:: 작업 지시 ::
아래 목록의 첫 줄부터 "106 135 L 112"가 포함된 줄까지(양 끝 포함) 각 줄을 문자열 하나로 하여 JSON 리스트로 출력하라. 빈 줄은 제외하고, 그림은 답에 포함하지 않는다.
───── 주어진 항목
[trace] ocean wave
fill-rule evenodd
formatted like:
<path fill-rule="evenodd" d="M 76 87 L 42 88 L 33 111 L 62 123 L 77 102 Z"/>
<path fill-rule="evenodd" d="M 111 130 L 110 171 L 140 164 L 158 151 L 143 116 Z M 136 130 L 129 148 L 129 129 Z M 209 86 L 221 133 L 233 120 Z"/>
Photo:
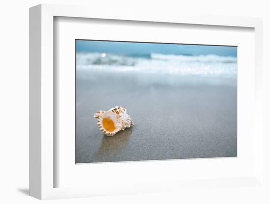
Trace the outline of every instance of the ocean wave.
<path fill-rule="evenodd" d="M 78 52 L 77 68 L 141 74 L 200 75 L 236 78 L 237 58 L 216 55 L 187 56 L 151 53 L 140 57 L 113 53 Z"/>

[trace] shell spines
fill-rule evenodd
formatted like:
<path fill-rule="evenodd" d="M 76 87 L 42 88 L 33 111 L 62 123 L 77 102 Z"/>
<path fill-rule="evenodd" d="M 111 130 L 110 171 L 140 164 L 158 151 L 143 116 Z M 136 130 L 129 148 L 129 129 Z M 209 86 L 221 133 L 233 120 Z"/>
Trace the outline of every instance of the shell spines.
<path fill-rule="evenodd" d="M 106 135 L 112 136 L 120 130 L 124 130 L 126 128 L 130 128 L 134 125 L 130 116 L 127 113 L 127 109 L 121 106 L 115 106 L 108 111 L 100 110 L 94 114 L 94 117 L 97 118 L 97 125 L 99 128 Z M 113 122 L 116 129 L 108 131 L 103 127 L 103 118 L 108 118 Z"/>

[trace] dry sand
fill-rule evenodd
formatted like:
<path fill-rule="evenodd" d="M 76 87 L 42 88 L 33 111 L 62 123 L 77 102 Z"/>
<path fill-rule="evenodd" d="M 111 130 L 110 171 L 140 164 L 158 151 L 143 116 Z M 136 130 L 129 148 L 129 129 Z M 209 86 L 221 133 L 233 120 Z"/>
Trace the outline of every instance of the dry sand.
<path fill-rule="evenodd" d="M 235 79 L 77 74 L 76 163 L 237 156 Z M 135 126 L 108 137 L 93 114 L 127 108 Z"/>

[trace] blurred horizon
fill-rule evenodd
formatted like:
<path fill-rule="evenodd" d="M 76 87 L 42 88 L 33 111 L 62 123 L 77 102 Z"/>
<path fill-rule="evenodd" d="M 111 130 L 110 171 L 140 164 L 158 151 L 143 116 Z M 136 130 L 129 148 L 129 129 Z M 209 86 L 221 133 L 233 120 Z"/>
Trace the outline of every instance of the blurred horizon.
<path fill-rule="evenodd" d="M 108 52 L 125 55 L 163 54 L 217 55 L 236 57 L 234 46 L 141 43 L 76 40 L 76 52 Z"/>

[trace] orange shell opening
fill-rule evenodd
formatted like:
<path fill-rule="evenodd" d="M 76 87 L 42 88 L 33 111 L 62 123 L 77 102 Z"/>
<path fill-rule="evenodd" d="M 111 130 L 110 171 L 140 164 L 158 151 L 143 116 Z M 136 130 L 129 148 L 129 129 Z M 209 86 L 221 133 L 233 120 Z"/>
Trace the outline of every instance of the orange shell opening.
<path fill-rule="evenodd" d="M 114 127 L 114 123 L 109 118 L 105 118 L 102 120 L 103 128 L 108 132 L 112 132 L 116 128 Z"/>

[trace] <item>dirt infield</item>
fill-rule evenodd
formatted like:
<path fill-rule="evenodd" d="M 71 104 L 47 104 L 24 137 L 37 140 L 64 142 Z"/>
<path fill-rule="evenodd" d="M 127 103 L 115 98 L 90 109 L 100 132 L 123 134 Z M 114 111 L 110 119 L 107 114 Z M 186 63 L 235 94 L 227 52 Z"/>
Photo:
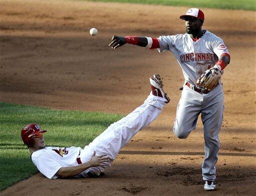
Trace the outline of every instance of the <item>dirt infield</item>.
<path fill-rule="evenodd" d="M 159 118 L 122 150 L 98 179 L 50 180 L 38 173 L 2 196 L 206 195 L 202 123 L 186 140 L 172 133 L 184 83 L 170 52 L 126 45 L 113 34 L 183 33 L 188 7 L 60 1 L 1 1 L 1 101 L 127 114 L 142 103 L 158 73 L 172 98 Z M 204 27 L 222 37 L 231 62 L 222 77 L 224 122 L 216 191 L 255 195 L 255 12 L 203 9 Z M 96 27 L 98 34 L 88 33 Z M 44 125 L 46 127 L 47 125 Z"/>

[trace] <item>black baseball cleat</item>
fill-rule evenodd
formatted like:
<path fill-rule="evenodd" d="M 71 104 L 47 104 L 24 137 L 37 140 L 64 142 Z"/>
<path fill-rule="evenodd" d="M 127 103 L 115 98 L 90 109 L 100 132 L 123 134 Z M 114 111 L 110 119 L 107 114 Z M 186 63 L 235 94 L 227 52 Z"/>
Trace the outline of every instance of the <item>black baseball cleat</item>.
<path fill-rule="evenodd" d="M 166 102 L 169 103 L 170 102 L 170 98 L 168 97 L 167 94 L 164 93 L 164 91 L 162 88 L 164 85 L 159 74 L 154 74 L 152 77 L 150 77 L 150 81 L 153 95 L 164 98 L 166 100 Z"/>
<path fill-rule="evenodd" d="M 206 181 L 206 184 L 204 187 L 204 191 L 214 191 L 216 188 L 215 181 Z"/>
<path fill-rule="evenodd" d="M 105 173 L 100 172 L 98 175 L 97 175 L 96 174 L 91 173 L 90 172 L 88 172 L 86 174 L 88 176 L 88 178 L 98 178 L 104 176 Z"/>

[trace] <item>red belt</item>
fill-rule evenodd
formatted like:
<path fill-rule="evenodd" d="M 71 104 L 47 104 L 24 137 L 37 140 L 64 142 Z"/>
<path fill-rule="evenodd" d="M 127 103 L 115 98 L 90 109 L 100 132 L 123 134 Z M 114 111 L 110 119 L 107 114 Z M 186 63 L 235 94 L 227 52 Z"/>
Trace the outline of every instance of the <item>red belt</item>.
<path fill-rule="evenodd" d="M 192 90 L 202 94 L 207 94 L 210 91 L 208 89 L 202 89 L 202 88 L 198 88 L 196 86 L 192 85 L 188 82 L 186 82 L 186 85 L 191 88 Z"/>
<path fill-rule="evenodd" d="M 81 159 L 80 158 L 80 152 L 79 152 L 79 155 L 78 155 L 78 157 L 76 158 L 76 161 L 78 164 L 82 164 L 82 162 L 81 161 Z"/>

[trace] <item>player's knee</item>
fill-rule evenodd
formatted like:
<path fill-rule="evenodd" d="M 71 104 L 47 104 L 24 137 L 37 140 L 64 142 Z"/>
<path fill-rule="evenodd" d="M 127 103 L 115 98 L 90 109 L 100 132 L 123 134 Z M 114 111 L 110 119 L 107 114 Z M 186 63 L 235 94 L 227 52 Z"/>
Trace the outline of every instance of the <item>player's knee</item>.
<path fill-rule="evenodd" d="M 175 135 L 179 139 L 186 139 L 188 136 L 189 133 L 184 129 L 174 127 L 173 131 Z"/>

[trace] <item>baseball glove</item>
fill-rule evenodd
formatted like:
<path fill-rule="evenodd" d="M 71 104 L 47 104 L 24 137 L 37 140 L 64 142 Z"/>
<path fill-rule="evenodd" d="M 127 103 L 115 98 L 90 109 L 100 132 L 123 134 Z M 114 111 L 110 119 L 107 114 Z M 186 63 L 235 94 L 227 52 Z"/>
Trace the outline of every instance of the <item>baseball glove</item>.
<path fill-rule="evenodd" d="M 220 80 L 222 72 L 216 68 L 212 67 L 206 70 L 198 79 L 196 84 L 208 90 L 212 90 Z"/>

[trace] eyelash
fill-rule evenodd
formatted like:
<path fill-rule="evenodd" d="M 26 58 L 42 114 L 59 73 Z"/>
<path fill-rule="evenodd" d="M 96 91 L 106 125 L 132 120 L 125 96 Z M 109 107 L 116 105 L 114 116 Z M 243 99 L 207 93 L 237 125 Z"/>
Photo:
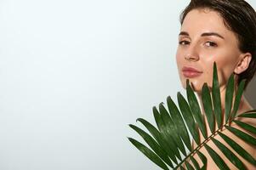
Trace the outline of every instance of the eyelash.
<path fill-rule="evenodd" d="M 185 40 L 179 42 L 179 45 L 189 45 L 190 43 L 191 42 L 189 41 L 185 41 Z M 207 46 L 207 47 L 217 47 L 218 46 L 217 43 L 215 43 L 214 42 L 208 41 L 208 42 L 206 42 L 205 44 L 206 43 L 210 43 L 209 46 Z"/>

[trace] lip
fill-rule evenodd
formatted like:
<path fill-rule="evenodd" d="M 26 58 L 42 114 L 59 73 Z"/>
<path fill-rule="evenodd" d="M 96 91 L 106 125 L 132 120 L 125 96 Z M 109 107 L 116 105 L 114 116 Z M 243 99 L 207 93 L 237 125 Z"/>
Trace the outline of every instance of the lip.
<path fill-rule="evenodd" d="M 193 67 L 185 66 L 182 68 L 182 73 L 185 77 L 193 78 L 193 77 L 199 76 L 202 73 L 202 71 L 198 71 Z"/>

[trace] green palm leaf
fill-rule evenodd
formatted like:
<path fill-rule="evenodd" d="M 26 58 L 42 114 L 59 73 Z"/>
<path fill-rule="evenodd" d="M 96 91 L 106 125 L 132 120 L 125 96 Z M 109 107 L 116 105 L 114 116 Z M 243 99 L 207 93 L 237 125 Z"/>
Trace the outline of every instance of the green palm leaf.
<path fill-rule="evenodd" d="M 235 92 L 234 75 L 230 76 L 226 85 L 225 109 L 225 112 L 222 112 L 216 63 L 213 65 L 213 77 L 212 88 L 204 83 L 202 88 L 202 109 L 192 88 L 187 81 L 187 100 L 180 93 L 178 93 L 179 108 L 170 97 L 167 99 L 168 110 L 165 109 L 162 103 L 159 105 L 158 109 L 153 107 L 153 115 L 157 128 L 142 118 L 138 119 L 138 121 L 145 127 L 149 133 L 134 125 L 129 125 L 142 137 L 149 147 L 132 138 L 128 138 L 129 141 L 162 169 L 205 170 L 208 167 L 208 157 L 201 151 L 202 147 L 206 149 L 211 159 L 220 169 L 230 169 L 227 162 L 208 144 L 209 141 L 213 141 L 238 169 L 247 169 L 247 167 L 244 162 L 236 156 L 236 153 L 256 166 L 256 160 L 250 153 L 222 133 L 224 129 L 228 129 L 228 132 L 235 134 L 247 144 L 256 145 L 256 139 L 246 133 L 256 134 L 256 128 L 241 119 L 255 119 L 256 110 L 237 115 L 245 82 L 242 81 Z M 234 101 L 233 99 L 235 99 Z M 208 124 L 204 121 L 202 114 L 206 116 Z M 225 122 L 224 117 L 225 118 Z M 234 123 L 238 125 L 240 129 L 245 131 L 233 128 Z M 215 123 L 217 123 L 218 128 L 215 128 Z M 210 134 L 207 133 L 207 126 L 211 131 Z M 200 138 L 200 133 L 204 139 Z M 225 141 L 225 144 L 216 139 L 216 134 L 219 134 Z M 190 135 L 196 144 L 196 148 L 192 147 Z M 188 149 L 188 152 L 185 151 L 185 148 Z M 194 157 L 196 155 L 200 160 Z"/>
──────────
:: 답변 ::
[
  "[trace] ocean wave",
  "fill-rule evenodd",
  "formatted like:",
  "<path fill-rule=\"evenodd\" d=\"M 76 87 L 42 88 L 33 111 L 62 123 L 77 102 Z\"/>",
  "<path fill-rule=\"evenodd\" d=\"M 111 130 L 110 171 L 140 164 L 158 151 L 143 116 Z M 136 130 L 129 148 L 129 129 Z M 209 86 L 221 133 L 233 120 Z\"/>",
  "Photo:",
  "Trace the outline of every instance of the ocean wave.",
  "<path fill-rule=\"evenodd\" d=\"M 78 52 L 77 68 L 141 74 L 200 75 L 236 78 L 237 58 L 216 55 L 187 56 L 151 53 L 140 57 L 113 53 Z\"/>",
  "[trace] shell spines",
  "fill-rule evenodd",
  "formatted like:",
  "<path fill-rule=\"evenodd\" d=\"M 76 87 L 42 88 L 33 111 L 62 123 L 77 102 Z\"/>",
  "<path fill-rule=\"evenodd\" d=\"M 111 130 L 110 171 L 140 164 L 158 151 L 143 116 Z M 136 130 L 129 148 L 129 129 Z M 209 86 L 221 133 L 233 120 Z\"/>",
  "Trace the outline of every instance of the shell spines.",
  "<path fill-rule=\"evenodd\" d=\"M 106 135 L 112 136 L 120 130 L 124 130 L 126 128 L 130 128 L 134 125 L 130 116 L 127 113 L 127 109 L 121 106 L 115 106 L 108 111 L 100 110 L 94 114 L 94 117 L 97 118 L 97 125 L 99 128 Z M 113 122 L 116 129 L 108 131 L 103 127 L 103 118 L 108 118 Z\"/>"
]